(Problem to solve) Show every line in the listing below that contains the word "target", copied in full.

(Information given)

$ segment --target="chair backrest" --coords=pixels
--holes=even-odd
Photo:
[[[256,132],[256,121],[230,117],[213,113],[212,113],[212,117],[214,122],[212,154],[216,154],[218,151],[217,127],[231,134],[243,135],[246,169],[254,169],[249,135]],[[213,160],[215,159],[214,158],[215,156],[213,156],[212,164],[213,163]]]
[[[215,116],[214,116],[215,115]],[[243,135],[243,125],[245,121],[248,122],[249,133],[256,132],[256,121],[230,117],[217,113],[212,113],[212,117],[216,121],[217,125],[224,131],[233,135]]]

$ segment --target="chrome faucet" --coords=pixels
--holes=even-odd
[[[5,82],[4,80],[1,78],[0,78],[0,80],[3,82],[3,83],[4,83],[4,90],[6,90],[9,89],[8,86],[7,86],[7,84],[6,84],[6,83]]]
* * *
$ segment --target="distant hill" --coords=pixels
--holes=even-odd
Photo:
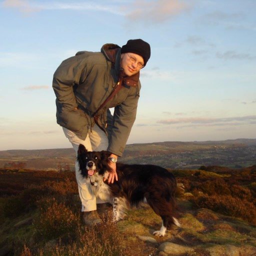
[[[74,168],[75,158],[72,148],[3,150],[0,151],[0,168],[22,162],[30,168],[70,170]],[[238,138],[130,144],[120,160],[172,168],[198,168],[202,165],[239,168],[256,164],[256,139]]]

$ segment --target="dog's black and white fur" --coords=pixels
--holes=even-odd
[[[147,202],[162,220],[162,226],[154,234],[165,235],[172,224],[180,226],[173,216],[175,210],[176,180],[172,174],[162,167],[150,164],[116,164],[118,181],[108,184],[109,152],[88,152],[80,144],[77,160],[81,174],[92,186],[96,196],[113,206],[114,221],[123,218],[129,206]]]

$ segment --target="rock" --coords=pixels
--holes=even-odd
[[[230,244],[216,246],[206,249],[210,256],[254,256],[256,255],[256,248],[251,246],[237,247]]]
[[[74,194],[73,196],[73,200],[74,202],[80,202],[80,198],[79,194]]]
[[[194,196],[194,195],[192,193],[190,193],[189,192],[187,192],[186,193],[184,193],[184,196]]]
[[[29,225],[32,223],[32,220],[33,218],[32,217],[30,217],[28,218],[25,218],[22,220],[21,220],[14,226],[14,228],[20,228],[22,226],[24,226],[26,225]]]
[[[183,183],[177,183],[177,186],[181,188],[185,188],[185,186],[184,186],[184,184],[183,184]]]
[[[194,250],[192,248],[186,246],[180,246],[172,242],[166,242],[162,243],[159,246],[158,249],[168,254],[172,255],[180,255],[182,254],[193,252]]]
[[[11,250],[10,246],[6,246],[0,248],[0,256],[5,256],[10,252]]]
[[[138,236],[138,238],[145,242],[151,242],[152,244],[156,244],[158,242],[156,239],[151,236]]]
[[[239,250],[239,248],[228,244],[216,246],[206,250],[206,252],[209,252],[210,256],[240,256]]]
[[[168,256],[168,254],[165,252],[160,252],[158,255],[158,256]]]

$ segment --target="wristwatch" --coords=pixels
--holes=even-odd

(Exercise answer)
$ segment --target="chair backrest" --coords=pixels
$ segment --target="chrome faucet" --coords=pixels
$ segment --target="distant hill" --coords=pixels
$ segment --target="dog's black and white fur" --coords=pixels
$ segment --target="rock" --coords=pixels
$ segment --target="wristwatch" --coords=pixels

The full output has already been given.